TASK TO CARRY OUT:
Copy these lines without any change, starting at the line that contains "Target: short black hair" and continuing through the end of the entries.

EXERCISE MATERIALS:
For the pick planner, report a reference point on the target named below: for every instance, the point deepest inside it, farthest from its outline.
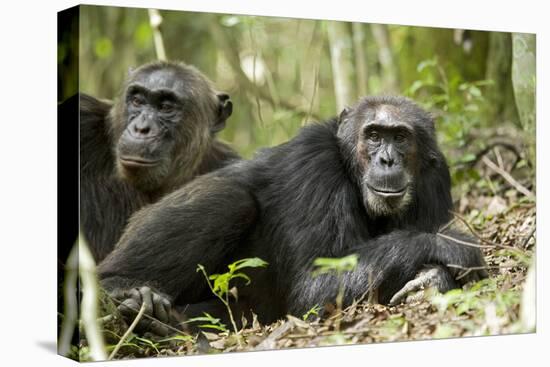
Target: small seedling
(337, 266)
(219, 283)
(210, 321)
(312, 311)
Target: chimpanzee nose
(386, 160)
(142, 129)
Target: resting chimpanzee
(159, 135)
(371, 182)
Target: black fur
(290, 205)
(107, 198)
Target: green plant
(312, 311)
(211, 322)
(219, 283)
(336, 266)
(457, 105)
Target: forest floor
(503, 220)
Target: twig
(127, 333)
(526, 241)
(235, 64)
(328, 333)
(478, 236)
(152, 318)
(90, 293)
(449, 223)
(508, 177)
(461, 242)
(508, 145)
(468, 270)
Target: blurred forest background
(283, 73)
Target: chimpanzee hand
(156, 305)
(431, 276)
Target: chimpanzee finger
(129, 308)
(158, 307)
(147, 299)
(413, 285)
(159, 329)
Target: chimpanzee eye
(136, 101)
(374, 136)
(166, 107)
(400, 137)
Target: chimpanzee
(371, 181)
(159, 135)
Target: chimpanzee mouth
(137, 162)
(388, 193)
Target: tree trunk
(523, 78)
(342, 67)
(501, 106)
(389, 72)
(360, 58)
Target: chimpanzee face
(385, 155)
(168, 119)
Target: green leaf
(216, 327)
(327, 264)
(103, 48)
(183, 338)
(221, 283)
(254, 262)
(426, 64)
(241, 275)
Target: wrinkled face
(386, 157)
(167, 121)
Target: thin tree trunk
(389, 70)
(360, 59)
(501, 106)
(342, 67)
(523, 78)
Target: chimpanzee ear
(345, 112)
(225, 109)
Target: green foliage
(484, 300)
(211, 322)
(326, 265)
(220, 287)
(103, 48)
(457, 106)
(312, 311)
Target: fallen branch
(468, 270)
(128, 332)
(170, 327)
(479, 237)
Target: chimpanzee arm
(389, 262)
(163, 243)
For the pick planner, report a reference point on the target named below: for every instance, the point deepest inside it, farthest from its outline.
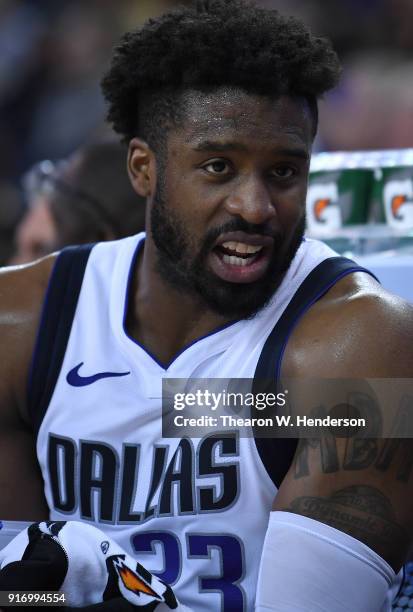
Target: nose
(251, 200)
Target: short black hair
(210, 44)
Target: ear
(141, 167)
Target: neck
(161, 318)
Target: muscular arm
(361, 487)
(21, 296)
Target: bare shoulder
(22, 290)
(357, 329)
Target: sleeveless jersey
(193, 511)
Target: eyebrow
(210, 145)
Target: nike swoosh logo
(76, 380)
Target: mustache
(239, 225)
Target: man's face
(228, 214)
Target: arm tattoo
(363, 451)
(361, 511)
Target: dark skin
(247, 156)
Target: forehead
(234, 114)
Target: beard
(183, 264)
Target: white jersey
(193, 511)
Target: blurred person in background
(87, 198)
(11, 213)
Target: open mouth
(241, 258)
(238, 253)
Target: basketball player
(218, 103)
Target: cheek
(291, 206)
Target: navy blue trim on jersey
(55, 324)
(277, 454)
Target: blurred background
(53, 53)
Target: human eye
(284, 172)
(217, 167)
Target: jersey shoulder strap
(277, 454)
(55, 324)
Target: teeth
(241, 247)
(236, 261)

REPLY TO THE EXERCISE:
Target: short black hair
(210, 44)
Target: ear
(141, 167)
Target: neck
(161, 318)
Target: muscular arm
(361, 487)
(21, 296)
Target: bare shoulder
(22, 290)
(357, 329)
Target: sleeveless jersey
(193, 511)
Target: eyebrow
(210, 145)
Target: nike swoosh logo
(76, 380)
Target: mustache
(239, 225)
Target: man's face
(228, 214)
Target: arm tattoo
(363, 451)
(361, 511)
Target: dark skin
(247, 156)
Target: forehead
(234, 114)
Target: beard
(183, 264)
Target: white jersey
(193, 511)
Target: blurred person in background
(87, 198)
(11, 213)
Target: open mouth
(241, 258)
(238, 253)
Target: basketball player
(218, 103)
Target: cheek
(291, 206)
Target: navy blue trim on jersey
(55, 324)
(277, 454)
Target: blurred background
(53, 53)
Target: human eye
(284, 172)
(217, 167)
Target: jersey shoulder strap
(277, 454)
(55, 324)
Target: teeth
(241, 247)
(236, 261)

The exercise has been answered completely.